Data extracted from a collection
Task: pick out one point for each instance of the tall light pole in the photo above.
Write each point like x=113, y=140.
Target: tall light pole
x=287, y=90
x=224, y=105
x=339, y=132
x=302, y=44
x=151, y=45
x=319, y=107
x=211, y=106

What the task asks - Each entry above must be repeated word for word.

Solution to this task -
Task: pick out one point for each instance of the tall light pole in the photo above.
Write each point like x=113, y=140.
Target: tall light pole
x=287, y=90
x=224, y=105
x=339, y=132
x=302, y=44
x=151, y=45
x=319, y=107
x=211, y=106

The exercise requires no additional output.